◆ PROBLEM DESCRIPTION:
The expected response is a copy of every line in the entries below that includes the word "ridge".

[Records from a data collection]
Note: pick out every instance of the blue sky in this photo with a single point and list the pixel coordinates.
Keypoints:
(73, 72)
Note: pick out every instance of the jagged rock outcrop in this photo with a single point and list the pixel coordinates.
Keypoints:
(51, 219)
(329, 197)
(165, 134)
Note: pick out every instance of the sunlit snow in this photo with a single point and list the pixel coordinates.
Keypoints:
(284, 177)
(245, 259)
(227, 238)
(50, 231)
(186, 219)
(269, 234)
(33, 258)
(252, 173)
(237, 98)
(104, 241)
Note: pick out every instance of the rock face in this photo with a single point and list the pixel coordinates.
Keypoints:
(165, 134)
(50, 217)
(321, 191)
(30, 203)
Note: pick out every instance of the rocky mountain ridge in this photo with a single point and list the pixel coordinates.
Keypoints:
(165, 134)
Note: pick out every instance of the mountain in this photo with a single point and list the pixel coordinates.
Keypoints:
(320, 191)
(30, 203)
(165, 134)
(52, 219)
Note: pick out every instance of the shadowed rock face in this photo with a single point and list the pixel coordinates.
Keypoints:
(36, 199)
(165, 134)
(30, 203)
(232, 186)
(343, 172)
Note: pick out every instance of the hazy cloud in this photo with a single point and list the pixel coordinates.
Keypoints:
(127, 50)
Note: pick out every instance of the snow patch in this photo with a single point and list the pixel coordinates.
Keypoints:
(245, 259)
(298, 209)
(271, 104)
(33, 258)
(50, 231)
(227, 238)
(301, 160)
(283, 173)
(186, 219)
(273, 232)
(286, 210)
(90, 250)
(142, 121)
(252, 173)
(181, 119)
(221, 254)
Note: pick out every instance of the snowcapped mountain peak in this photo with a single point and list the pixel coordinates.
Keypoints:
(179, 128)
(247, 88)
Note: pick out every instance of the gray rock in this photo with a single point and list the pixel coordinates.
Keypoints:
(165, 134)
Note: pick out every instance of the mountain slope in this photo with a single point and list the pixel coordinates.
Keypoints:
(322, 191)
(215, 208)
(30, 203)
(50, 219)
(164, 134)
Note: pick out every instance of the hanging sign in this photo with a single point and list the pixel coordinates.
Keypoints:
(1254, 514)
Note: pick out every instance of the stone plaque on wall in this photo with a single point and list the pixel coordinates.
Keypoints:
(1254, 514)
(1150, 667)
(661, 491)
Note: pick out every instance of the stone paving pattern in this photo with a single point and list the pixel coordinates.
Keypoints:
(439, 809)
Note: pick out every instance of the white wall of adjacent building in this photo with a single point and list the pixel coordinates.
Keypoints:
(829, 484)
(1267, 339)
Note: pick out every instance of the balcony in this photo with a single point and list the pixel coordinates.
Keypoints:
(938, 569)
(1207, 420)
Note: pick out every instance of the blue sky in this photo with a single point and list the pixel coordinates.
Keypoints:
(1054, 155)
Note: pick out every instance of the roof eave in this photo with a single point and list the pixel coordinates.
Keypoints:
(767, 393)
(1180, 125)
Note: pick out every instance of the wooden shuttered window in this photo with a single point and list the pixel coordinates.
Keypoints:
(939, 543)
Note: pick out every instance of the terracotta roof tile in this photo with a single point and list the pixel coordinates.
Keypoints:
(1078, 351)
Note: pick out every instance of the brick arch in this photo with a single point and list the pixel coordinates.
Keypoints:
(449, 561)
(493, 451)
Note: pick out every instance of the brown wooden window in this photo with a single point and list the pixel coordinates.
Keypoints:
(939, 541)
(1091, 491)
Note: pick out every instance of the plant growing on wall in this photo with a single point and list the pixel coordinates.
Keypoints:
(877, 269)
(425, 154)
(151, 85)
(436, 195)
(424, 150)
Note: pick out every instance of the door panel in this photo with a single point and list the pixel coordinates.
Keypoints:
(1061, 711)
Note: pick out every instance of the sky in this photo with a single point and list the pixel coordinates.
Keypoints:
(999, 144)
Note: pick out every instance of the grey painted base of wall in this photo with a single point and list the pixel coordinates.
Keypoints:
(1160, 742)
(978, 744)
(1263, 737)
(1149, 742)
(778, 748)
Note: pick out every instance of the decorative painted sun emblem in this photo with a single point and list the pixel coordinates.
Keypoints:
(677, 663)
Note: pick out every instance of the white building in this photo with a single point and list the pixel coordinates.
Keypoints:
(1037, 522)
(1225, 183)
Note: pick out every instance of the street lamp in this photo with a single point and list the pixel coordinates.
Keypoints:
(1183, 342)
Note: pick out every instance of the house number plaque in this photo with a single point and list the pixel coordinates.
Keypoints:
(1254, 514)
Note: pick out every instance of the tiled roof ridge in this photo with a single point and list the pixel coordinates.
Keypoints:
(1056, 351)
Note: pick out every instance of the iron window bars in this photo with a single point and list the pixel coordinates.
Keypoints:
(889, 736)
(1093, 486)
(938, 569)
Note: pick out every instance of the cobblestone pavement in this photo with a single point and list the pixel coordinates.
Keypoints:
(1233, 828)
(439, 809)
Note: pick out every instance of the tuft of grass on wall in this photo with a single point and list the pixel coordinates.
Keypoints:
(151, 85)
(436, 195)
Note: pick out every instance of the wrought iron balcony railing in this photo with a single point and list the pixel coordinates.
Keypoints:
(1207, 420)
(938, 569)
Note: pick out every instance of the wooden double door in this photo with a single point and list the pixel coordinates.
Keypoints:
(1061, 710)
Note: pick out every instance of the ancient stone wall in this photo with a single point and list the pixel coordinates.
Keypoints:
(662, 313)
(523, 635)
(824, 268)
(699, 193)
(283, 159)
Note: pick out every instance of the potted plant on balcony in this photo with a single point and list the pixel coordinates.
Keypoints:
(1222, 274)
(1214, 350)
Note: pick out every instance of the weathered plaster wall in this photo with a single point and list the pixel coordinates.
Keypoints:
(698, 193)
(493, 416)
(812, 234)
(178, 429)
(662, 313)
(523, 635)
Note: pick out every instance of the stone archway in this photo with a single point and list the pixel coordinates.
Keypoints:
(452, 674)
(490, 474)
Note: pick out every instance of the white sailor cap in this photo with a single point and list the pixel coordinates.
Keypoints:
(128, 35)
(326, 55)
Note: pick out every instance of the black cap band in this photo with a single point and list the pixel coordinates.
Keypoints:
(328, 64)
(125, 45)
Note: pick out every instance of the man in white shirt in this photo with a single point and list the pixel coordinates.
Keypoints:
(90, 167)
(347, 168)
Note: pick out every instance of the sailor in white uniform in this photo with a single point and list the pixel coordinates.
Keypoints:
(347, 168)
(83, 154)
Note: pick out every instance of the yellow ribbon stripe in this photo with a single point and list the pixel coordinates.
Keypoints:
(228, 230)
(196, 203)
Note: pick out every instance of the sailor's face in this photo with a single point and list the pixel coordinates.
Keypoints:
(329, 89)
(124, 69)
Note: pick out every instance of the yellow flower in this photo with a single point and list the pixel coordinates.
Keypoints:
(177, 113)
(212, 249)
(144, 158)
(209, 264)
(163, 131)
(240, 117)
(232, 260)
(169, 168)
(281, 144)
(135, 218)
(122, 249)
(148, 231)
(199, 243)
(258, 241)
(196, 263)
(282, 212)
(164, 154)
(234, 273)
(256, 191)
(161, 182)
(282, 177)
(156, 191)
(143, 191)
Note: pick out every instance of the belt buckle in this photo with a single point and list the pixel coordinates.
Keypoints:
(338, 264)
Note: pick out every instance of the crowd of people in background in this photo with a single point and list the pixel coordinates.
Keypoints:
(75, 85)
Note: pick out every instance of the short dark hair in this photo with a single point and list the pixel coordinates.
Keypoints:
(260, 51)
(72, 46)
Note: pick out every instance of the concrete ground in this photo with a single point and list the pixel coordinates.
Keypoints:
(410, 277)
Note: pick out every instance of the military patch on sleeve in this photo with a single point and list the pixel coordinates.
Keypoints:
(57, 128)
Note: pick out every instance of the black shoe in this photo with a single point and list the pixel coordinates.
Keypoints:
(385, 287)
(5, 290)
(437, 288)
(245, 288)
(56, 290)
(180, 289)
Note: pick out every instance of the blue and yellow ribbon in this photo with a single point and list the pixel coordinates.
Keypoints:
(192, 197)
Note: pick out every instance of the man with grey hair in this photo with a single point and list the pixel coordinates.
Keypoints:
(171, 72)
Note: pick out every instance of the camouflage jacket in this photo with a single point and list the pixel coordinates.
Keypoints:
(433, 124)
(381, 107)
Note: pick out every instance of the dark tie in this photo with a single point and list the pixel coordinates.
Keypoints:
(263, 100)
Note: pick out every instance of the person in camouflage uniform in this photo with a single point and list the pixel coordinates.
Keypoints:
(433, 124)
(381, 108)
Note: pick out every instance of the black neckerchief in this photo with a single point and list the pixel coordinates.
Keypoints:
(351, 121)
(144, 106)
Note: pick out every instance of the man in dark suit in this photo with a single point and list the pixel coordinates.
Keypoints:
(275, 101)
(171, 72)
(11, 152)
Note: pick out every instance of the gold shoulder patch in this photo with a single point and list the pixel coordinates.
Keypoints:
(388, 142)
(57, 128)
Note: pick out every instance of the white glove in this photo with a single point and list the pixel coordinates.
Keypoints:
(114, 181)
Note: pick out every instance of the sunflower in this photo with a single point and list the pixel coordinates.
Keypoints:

◆ TASK SOLUTION:
Note: pick out every instance of the rocky mountain ridge in this photo with a single point and list the pixel coordinates.
Note: pick out every instance of the tiled roof ridge in this photo with a single point and list the pixel coordinates.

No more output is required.